- _Request_
Could you copy out, word for word, the lines of the material below that run from the line containing "For the pointing benchmark, tag every instance of the pointed" through the end of the material?
## begin
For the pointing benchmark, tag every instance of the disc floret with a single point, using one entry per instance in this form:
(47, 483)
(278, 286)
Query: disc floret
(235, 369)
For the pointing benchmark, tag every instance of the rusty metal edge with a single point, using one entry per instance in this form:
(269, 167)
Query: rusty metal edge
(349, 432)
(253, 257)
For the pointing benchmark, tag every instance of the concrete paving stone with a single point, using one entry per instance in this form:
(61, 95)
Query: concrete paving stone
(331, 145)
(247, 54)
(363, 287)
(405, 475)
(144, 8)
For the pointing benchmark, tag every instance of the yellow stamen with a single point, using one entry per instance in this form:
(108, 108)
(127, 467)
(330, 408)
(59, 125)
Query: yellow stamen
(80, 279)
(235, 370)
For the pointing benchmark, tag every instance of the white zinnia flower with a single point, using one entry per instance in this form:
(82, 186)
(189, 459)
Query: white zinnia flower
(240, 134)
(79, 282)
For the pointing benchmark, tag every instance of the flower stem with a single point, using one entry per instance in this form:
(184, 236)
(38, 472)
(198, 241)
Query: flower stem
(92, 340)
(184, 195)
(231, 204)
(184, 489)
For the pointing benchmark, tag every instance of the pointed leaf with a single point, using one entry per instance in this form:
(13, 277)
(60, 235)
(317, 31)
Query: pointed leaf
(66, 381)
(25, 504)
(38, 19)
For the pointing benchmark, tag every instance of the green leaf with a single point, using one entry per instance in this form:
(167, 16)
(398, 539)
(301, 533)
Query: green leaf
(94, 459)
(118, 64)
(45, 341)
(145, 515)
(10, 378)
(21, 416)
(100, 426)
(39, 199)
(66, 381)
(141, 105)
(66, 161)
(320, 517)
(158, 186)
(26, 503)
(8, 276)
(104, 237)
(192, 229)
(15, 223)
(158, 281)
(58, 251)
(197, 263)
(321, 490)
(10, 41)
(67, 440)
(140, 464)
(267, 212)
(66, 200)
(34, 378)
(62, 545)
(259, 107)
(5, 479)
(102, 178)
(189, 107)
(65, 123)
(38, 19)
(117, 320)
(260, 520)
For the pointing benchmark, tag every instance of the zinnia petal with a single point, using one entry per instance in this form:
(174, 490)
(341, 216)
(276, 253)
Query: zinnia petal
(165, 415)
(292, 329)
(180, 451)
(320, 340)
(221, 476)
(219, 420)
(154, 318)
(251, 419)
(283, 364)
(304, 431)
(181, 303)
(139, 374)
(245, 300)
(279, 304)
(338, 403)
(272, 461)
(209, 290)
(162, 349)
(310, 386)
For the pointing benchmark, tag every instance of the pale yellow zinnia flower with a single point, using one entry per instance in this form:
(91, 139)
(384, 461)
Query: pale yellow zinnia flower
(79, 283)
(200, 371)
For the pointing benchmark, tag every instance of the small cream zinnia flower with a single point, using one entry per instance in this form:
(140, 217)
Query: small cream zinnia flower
## end
- _Task solution_
For the pointing benchmark, tag every instance of the pointed leaf with a single point, using one entry per instance in this form:
(13, 277)
(60, 235)
(317, 31)
Query: pointed leaf
(66, 381)
(25, 504)
(38, 19)
For the pointing benchmark, tag every instance of the green leaf with a single point, using one entry per instance in this form:
(167, 16)
(398, 539)
(301, 533)
Query: green leaf
(94, 459)
(118, 64)
(45, 341)
(145, 515)
(10, 378)
(21, 416)
(100, 426)
(39, 199)
(66, 381)
(141, 105)
(66, 161)
(320, 517)
(158, 186)
(26, 503)
(8, 276)
(104, 237)
(192, 229)
(15, 223)
(158, 281)
(58, 251)
(197, 263)
(321, 490)
(10, 41)
(67, 440)
(140, 464)
(267, 212)
(66, 200)
(34, 378)
(62, 545)
(259, 107)
(5, 479)
(102, 178)
(189, 107)
(65, 123)
(38, 19)
(117, 320)
(260, 520)
For the pointing benchmark, tag every instance of the zinnia petal with a single point, using one entry per instance in this form:
(174, 490)
(341, 216)
(276, 253)
Query: zinnia petal
(165, 415)
(292, 329)
(180, 451)
(320, 340)
(221, 476)
(219, 420)
(154, 318)
(251, 419)
(283, 364)
(304, 431)
(181, 303)
(139, 374)
(245, 300)
(279, 304)
(338, 403)
(272, 461)
(209, 290)
(162, 349)
(310, 386)
For the pointing benchmark, tag every instance of the pale yellow zinnia flower with a single point, using one entry per instance in this form:
(91, 139)
(384, 461)
Query: pale yellow zinnia flower
(79, 283)
(200, 371)
For the pointing benchmark, tag every instance of the small cream zinnia flower with a single point, using one entry per instance in this form:
(140, 217)
Query: small cream zinnia flower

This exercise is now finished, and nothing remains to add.